**Okunacak bölüm**
Davalı vekilinin süresi içerisinde cevap dilekçesi sunmamış olduğu anlaşıldı.
DELİLLER:
1- Diyarbakır İcra Müdürlüğü’nün ….. Esas numaralı dosyası,
2- ….. tarihli bayilik sözleşmesi,
3- Mail çıktıları, EFT kayıtları,
4- Kartal … Noterliğinin …. yevmiye numaralı … tarihli ihtarname,
5- … başvuru numaralı, …… dosya numaralı arabuluculuk tutanağı,
6- Ticari defterler,
7- 1….. tarihli SMM bilirkişi raporu.
DELİLLERİN DEĞERLENDİRİLMESİ VE GEREKÇE;
Dava itirazın iptali davasıdır.
Taraflar arasındaki uyuşmazlık noktasının akdedilen hizmet sözleşmesine binaen cari hesap alacağının tahsili amacıyla başlatmış olunan Diyarbakır İcra Müdürlüğü’nün ….. Esas numaralı dosyasındaki borçlu/davalının itirazda haklı olup olmadığının tespiti ile itirazın iptali istemi ile icra inkar tazminat istemine ilişkin olduğu anlaşıldı.
Davacının davalı ile sözleşme kapsamında yapılan işe ilişkin, borçlu aleyhine ……… Esas Sayılı Diyarbakır İcra Müdürlüğünde icra takibi başlatıldığı, davalının süresinde sunmuş olduğu dilekçe ile icra takibine, borca, ödeme emrine, faiz oranına işlenmiş faize itiraz ettiği, itiraz dilekçesinin alacaklıya tebliğ edilmediği, işbu davanın 1 yıllık hak düşürücü süre içerisinde açılmış olduğu anlaşılmıştır.
Taraflar arasında 08/01/2021 tarihinde bayilik sözleşmesi imzalandığı, bu sözleşme kapsamında … yayınları .., … smart 100.000TL bedelin kararlaştırıldığı ve .. çekin 15 marta kadar alınacağı kararlaştırılmıştır.
Kartal 23. Noterliği’nin … Tarih, … Yevmiye Numaralı İhtarnamesi ile davacı şirketin davalı şirkete “Müvekkil şirket ile aranızdaki cari hesaptan kaynaklanan ..-TL borcun derhal ödenmesi, aksi takdirde yasal yollara tereddüt etmeksizin tevessül edileceğinin ihtarıdır.” konulu ihtarname çekmiş olduğu ve işbu ihtarname … tarihinde tebliğ edilmiş olduğu anlaşılmaktadır.

**Saklanan kayıtlar**
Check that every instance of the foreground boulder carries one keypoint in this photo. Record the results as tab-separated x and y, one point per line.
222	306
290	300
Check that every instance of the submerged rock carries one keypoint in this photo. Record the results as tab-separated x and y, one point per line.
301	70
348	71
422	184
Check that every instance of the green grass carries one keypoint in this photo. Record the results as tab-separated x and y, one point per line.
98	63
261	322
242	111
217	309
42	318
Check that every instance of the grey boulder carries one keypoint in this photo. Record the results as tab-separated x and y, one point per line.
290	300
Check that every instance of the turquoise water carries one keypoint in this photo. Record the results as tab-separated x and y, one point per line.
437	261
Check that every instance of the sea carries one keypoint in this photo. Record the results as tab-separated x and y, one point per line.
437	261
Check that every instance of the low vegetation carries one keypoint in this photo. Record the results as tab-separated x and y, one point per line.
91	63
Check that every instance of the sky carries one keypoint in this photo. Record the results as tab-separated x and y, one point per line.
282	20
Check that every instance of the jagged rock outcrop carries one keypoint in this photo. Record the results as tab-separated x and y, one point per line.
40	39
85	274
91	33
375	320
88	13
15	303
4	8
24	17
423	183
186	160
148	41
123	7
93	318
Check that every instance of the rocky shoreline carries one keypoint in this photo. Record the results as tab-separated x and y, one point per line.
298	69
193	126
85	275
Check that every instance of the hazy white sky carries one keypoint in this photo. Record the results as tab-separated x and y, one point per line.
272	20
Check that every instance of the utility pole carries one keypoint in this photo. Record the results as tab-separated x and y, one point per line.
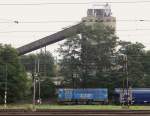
127	79
34	85
39	80
5	97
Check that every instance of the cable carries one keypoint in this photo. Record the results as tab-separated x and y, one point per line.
68	21
60	30
76	3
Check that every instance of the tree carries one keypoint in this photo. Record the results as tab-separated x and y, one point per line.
46	63
88	55
47	70
12	69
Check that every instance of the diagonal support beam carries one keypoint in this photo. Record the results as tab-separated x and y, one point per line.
50	39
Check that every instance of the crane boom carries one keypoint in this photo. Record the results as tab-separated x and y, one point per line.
50	39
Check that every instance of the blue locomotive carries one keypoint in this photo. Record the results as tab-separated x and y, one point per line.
83	96
136	95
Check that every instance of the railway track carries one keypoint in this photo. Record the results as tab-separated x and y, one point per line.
15	112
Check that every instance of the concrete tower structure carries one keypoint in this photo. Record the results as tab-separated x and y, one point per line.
100	14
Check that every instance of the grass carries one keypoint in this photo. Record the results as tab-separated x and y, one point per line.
86	107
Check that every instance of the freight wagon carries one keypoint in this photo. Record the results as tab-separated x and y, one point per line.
83	96
137	95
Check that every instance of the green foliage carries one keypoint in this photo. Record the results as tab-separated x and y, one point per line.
88	60
46	63
47	69
87	56
11	67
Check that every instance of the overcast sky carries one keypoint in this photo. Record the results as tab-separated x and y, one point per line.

**Yapılacak iş**
Dava metninde "Davalı vekilinin süresi" sözlerinin geçtiği yerden başlayın, "ilişkin olduğu anlaşıldı." sözlerinden sonra durun ve aradaki kısmı kelimesi kelimesine yazın.

**Tamamlanan iş**
Davalı vekilinin süresi içerisinde cevap dilekçesi sunmamış olduğu anlaşıldı.
DELİLLER:
1- Diyarbakır İcra Müdürlüğü’nün ….. Esas numaralı dosyası,
2- ….. tarihli bayilik sözleşmesi,
3- Mail çıktıları, EFT kayıtları,
4- Kartal … Noterliğinin …. yevmiye numaralı … tarihli ihtarname,
5- … başvuru numaralı, …… dosya numaralı arabuluculuk tutanağı,
6- Ticari defterler,
7- 1….. tarihli SMM bilirkişi raporu.
DELİLLERİN DEĞERLENDİRİLMESİ VE GEREKÇE;
Dava itirazın iptali davasıdır.
Taraflar arasındaki uyuşmazlık noktasının akdedilen hizmet sözleşmesine binaen cari hesap alacağının tahsili amacıyla başlatmış olunan Diyarbakır İcra Müdürlüğü’nün ….. Esas numaralı dosyasındaki borçlu/davalının itirazda haklı olup olmadığının tespiti ile itirazın iptali istemi ile icra inkar tazminat istemine ilişkin olduğu anlaşıldı.